**TASK DETAILS:** Return, unchanged, each line of the material below that contains the string "navy".

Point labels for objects
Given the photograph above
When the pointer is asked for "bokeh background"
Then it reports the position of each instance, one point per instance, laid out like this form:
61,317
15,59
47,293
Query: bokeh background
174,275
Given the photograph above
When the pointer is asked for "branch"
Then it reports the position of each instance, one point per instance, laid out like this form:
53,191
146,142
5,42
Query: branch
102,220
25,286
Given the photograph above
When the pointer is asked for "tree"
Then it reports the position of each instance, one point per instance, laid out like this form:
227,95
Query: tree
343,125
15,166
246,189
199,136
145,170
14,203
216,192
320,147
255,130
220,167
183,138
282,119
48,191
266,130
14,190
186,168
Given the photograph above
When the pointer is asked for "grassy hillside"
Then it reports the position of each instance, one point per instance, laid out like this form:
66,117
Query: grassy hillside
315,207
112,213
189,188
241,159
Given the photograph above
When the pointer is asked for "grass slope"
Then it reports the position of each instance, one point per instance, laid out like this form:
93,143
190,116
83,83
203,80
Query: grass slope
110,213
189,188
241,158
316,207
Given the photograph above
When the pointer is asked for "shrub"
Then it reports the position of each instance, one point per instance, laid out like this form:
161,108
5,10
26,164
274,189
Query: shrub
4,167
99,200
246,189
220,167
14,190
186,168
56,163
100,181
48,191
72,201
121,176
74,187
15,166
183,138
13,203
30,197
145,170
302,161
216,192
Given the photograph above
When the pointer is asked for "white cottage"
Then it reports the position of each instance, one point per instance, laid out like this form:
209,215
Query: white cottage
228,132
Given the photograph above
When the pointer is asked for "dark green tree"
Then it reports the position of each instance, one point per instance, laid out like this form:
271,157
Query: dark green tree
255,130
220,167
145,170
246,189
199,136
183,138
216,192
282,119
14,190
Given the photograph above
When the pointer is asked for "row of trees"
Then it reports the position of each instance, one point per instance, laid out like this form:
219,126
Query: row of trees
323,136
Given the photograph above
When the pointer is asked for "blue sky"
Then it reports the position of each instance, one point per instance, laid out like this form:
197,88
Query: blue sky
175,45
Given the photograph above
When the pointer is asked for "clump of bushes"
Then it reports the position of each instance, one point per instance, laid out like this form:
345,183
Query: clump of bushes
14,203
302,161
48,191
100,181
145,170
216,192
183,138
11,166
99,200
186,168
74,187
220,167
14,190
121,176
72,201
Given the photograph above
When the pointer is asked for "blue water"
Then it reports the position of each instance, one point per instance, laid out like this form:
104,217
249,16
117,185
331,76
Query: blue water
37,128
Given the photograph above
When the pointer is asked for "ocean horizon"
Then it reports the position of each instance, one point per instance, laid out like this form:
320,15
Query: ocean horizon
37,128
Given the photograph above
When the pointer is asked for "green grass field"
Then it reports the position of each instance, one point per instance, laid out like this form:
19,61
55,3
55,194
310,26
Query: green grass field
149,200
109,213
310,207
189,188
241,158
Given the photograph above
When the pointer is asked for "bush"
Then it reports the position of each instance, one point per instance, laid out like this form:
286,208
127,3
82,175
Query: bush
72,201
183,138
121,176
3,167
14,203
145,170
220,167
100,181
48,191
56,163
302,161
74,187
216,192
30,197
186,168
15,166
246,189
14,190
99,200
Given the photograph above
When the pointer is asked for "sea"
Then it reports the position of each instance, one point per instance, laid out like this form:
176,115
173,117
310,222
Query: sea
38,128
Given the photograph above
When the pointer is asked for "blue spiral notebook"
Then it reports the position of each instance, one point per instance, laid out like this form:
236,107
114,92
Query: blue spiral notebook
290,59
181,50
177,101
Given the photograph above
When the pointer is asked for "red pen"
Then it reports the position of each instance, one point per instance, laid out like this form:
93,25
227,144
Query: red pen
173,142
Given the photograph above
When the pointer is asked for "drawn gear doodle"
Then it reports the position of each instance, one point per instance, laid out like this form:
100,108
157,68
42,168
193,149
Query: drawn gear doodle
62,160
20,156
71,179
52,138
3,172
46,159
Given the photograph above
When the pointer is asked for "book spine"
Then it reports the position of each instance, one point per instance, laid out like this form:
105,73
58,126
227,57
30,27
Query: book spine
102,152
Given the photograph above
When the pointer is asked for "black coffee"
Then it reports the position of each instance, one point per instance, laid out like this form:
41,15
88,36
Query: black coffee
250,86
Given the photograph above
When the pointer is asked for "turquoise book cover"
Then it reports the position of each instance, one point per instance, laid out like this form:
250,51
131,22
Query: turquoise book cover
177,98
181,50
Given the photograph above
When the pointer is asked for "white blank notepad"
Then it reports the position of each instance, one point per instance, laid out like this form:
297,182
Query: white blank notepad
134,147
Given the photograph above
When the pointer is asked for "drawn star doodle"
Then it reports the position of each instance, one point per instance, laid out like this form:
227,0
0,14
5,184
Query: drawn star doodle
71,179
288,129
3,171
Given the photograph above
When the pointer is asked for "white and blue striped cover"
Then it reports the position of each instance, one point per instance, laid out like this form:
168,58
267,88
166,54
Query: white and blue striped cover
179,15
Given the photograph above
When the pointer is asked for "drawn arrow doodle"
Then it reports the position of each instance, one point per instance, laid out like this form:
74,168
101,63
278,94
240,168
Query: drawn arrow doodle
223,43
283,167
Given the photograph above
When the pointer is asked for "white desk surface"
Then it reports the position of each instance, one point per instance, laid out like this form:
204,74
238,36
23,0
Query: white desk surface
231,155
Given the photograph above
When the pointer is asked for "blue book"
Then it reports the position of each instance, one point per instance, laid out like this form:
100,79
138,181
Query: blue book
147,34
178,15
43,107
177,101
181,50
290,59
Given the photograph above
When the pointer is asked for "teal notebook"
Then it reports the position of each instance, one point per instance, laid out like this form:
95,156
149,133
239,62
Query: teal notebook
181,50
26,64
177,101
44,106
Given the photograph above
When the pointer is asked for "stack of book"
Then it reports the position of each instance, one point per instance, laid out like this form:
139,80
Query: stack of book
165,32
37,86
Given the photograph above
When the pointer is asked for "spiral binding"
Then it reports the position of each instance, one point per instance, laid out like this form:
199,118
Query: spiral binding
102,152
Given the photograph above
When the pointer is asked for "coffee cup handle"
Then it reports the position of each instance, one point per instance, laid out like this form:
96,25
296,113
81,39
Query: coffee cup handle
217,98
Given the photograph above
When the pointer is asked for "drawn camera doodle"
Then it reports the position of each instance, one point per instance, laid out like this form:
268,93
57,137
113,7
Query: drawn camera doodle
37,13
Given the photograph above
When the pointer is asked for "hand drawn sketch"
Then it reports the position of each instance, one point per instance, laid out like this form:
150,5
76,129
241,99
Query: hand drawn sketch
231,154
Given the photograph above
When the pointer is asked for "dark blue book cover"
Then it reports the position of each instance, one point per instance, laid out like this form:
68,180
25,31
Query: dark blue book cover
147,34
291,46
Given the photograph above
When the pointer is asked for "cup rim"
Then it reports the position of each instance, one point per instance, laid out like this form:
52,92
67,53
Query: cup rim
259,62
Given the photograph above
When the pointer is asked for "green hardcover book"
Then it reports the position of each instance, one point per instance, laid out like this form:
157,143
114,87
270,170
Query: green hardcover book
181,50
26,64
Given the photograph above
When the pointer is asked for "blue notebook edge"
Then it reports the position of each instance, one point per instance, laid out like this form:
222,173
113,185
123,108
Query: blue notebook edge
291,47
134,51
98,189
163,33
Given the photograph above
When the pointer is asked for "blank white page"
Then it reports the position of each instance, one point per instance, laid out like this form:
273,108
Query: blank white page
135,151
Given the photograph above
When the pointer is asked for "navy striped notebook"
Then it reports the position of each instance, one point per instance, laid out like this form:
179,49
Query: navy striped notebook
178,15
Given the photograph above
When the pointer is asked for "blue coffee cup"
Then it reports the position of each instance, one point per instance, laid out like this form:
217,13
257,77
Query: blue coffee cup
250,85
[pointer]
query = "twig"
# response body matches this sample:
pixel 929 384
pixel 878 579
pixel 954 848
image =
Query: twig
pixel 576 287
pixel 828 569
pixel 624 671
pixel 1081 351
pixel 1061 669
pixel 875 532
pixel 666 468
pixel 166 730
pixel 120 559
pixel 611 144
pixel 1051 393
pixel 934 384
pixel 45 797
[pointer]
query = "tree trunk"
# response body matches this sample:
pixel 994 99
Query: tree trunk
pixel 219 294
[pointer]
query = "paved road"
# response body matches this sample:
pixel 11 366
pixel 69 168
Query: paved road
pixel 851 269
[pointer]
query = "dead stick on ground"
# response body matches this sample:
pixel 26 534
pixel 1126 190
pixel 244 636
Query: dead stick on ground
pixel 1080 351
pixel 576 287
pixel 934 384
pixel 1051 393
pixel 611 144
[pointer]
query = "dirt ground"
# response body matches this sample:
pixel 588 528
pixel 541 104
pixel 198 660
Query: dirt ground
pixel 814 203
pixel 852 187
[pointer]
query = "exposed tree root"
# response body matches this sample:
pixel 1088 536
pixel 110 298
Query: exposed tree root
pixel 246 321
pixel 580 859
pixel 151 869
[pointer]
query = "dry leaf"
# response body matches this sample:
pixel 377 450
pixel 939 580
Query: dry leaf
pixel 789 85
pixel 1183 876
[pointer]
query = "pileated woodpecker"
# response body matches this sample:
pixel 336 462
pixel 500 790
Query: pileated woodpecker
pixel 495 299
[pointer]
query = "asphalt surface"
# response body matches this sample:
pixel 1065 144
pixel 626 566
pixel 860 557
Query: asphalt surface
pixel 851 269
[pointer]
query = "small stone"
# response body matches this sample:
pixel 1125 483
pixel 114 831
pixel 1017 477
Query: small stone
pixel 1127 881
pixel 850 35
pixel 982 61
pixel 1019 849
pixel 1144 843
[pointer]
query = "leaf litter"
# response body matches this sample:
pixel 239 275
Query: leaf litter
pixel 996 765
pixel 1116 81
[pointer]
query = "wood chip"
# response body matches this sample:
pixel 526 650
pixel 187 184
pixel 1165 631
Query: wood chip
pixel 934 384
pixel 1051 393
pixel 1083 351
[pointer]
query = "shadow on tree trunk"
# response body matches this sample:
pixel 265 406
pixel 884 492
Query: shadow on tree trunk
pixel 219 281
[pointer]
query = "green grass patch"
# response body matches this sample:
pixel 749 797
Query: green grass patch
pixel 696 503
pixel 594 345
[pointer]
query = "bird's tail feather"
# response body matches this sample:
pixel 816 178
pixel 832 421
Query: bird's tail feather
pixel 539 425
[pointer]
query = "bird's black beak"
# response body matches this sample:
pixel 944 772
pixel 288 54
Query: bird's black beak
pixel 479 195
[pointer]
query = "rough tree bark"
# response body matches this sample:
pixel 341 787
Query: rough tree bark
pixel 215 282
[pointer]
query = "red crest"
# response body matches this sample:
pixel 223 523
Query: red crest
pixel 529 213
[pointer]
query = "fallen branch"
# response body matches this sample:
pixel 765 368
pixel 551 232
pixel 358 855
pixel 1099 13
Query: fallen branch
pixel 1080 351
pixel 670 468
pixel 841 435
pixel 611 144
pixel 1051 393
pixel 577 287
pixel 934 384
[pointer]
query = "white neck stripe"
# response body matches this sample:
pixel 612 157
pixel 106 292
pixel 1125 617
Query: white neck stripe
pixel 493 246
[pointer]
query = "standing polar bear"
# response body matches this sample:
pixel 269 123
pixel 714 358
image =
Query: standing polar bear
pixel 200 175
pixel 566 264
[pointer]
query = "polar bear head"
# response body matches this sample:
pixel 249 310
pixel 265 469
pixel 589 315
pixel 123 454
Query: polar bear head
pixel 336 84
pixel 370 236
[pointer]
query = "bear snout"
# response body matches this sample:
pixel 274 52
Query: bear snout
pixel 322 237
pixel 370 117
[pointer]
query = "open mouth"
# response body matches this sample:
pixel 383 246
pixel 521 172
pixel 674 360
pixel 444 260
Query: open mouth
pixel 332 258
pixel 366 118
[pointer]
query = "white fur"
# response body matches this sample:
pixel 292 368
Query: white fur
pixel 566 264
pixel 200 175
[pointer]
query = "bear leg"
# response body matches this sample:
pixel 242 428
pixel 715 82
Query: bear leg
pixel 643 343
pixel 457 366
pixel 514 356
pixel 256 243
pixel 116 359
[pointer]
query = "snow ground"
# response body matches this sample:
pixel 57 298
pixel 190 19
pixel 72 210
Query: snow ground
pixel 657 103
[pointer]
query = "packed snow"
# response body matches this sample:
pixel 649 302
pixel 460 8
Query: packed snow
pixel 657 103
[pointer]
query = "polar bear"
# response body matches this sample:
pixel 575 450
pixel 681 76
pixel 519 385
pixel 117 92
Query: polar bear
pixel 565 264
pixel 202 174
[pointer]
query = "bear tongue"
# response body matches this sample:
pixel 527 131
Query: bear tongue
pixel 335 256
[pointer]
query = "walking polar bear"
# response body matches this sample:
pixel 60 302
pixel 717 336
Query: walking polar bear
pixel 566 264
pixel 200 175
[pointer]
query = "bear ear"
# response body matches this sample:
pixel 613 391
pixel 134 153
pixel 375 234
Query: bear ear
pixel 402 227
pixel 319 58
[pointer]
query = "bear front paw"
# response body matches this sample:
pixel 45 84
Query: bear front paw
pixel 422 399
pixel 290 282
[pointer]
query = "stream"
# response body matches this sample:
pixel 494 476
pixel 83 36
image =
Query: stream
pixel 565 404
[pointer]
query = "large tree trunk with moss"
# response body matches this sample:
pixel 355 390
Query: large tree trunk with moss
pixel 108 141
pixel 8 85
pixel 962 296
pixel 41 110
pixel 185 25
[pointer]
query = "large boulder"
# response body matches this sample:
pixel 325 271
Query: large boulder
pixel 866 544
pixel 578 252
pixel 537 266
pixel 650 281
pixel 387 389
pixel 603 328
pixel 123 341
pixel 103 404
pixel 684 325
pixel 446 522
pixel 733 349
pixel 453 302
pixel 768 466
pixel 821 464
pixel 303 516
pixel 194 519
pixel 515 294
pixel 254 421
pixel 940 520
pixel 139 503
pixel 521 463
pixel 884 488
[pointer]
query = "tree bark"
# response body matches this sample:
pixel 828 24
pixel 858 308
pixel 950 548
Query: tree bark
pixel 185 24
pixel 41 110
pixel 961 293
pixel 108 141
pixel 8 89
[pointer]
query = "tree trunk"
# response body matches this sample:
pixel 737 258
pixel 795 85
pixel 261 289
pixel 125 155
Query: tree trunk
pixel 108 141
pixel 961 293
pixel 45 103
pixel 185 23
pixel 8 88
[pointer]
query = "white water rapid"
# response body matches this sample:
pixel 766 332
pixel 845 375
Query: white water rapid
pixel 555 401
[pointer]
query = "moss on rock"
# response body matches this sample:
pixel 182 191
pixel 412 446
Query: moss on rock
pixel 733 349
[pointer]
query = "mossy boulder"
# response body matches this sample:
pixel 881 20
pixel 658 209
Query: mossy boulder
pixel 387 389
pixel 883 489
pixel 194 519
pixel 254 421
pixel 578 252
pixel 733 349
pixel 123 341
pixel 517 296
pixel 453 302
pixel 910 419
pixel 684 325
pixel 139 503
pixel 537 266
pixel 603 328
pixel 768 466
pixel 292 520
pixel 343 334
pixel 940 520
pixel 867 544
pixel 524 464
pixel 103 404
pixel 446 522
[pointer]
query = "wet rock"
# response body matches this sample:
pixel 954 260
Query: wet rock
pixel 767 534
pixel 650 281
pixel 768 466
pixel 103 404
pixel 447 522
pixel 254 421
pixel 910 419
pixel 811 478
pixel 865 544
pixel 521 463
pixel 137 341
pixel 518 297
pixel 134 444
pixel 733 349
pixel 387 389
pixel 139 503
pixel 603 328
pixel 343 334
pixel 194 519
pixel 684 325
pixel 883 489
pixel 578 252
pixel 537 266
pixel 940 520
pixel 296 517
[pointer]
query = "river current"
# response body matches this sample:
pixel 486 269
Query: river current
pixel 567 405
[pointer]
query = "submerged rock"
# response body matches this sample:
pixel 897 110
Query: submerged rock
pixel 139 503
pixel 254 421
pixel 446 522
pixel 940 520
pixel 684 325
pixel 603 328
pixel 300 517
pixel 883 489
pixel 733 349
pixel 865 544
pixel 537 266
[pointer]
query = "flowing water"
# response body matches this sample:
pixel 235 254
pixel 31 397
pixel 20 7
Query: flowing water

**EXERCISE RESULT:**
When the pointer is asked for "navy striped notebook"
Query: navy striped notebook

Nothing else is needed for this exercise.